**Work to be completed**
Copy all the items below, replacing each "space-separated" with "comma-separated" and leaving everything else unchanged.

**Recorded information**
-*-*-

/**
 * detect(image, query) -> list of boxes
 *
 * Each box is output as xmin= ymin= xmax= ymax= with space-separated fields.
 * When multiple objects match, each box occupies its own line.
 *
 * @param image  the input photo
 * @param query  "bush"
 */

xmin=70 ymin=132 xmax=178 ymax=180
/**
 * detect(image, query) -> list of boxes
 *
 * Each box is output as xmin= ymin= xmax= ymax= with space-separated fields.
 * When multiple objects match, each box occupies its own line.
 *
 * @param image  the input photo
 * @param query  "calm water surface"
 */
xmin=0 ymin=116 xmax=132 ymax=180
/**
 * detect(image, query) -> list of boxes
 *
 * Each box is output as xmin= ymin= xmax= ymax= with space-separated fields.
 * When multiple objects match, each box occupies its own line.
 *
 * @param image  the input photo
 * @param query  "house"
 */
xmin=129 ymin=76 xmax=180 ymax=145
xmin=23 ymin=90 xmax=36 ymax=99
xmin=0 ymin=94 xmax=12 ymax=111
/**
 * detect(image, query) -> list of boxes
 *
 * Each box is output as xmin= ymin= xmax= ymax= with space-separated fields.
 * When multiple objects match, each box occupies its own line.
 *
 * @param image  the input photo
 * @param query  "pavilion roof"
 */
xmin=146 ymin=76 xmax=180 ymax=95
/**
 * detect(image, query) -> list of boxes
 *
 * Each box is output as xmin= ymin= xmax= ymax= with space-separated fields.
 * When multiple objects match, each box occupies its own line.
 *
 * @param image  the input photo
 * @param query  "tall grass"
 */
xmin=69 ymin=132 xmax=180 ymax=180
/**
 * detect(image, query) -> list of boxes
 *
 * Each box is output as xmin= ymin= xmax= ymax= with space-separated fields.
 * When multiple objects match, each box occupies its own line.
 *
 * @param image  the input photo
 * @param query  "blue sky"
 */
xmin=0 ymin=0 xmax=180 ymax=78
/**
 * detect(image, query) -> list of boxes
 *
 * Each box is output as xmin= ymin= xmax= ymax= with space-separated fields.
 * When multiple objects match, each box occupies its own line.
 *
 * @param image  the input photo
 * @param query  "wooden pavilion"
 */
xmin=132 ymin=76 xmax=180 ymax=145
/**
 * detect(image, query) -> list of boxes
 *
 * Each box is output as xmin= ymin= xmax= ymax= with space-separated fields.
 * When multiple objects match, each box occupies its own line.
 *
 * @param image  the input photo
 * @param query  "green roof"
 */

-*-*-

**Output below**
/**
 * detect(image, query) -> list of boxes
 *
 * Each box is output as xmin= ymin= xmax= ymax= with comma-separated fields.
 * When multiple objects match, each box occupies its own line.
 *
 * @param image  the input photo
 * @param query  "bush"
 */

xmin=70 ymin=132 xmax=178 ymax=180
/**
 * detect(image, query) -> list of boxes
 *
 * Each box is output as xmin= ymin= xmax= ymax= with comma-separated fields.
 * When multiple objects match, each box occupies its own line.
 *
 * @param image  the input photo
 * @param query  "calm water surface"
 */
xmin=0 ymin=116 xmax=132 ymax=180
/**
 * detect(image, query) -> list of boxes
 *
 * Each box is output as xmin= ymin= xmax= ymax= with comma-separated fields.
 * When multiple objects match, each box occupies its own line.
 *
 * @param image  the input photo
 * @param query  "house"
 */
xmin=129 ymin=76 xmax=180 ymax=145
xmin=23 ymin=90 xmax=36 ymax=99
xmin=0 ymin=94 xmax=12 ymax=111
/**
 * detect(image, query) -> list of boxes
 *
 * Each box is output as xmin= ymin= xmax= ymax= with comma-separated fields.
 * When multiple objects match, each box occupies its own line.
 *
 * @param image  the input photo
 * @param query  "pavilion roof"
 */
xmin=146 ymin=76 xmax=180 ymax=95
/**
 * detect(image, query) -> list of boxes
 *
 * Each box is output as xmin= ymin= xmax= ymax= with comma-separated fields.
 * When multiple objects match, each box occupies its own line.
 *
 * @param image  the input photo
 * @param query  "tall grass"
 */
xmin=69 ymin=132 xmax=180 ymax=180
/**
 * detect(image, query) -> list of boxes
 *
 * Each box is output as xmin= ymin= xmax= ymax= with comma-separated fields.
 * When multiple objects match, each box occupies its own line.
 *
 * @param image  the input photo
 * @param query  "blue sky"
 */
xmin=0 ymin=0 xmax=180 ymax=78
/**
 * detect(image, query) -> list of boxes
 *
 * Each box is output as xmin= ymin= xmax= ymax= with comma-separated fields.
 * When multiple objects match, each box occupies its own line.
 *
 * @param image  the input photo
 * @param query  "wooden pavilion"
 */
xmin=132 ymin=76 xmax=180 ymax=145
/**
 * detect(image, query) -> list of boxes
 *
 * Each box is output as xmin= ymin= xmax= ymax= with comma-separated fields.
 * When multiple objects match, each box occupies its own line.
 *
 * @param image  the input photo
 * @param query  "green roof"
 */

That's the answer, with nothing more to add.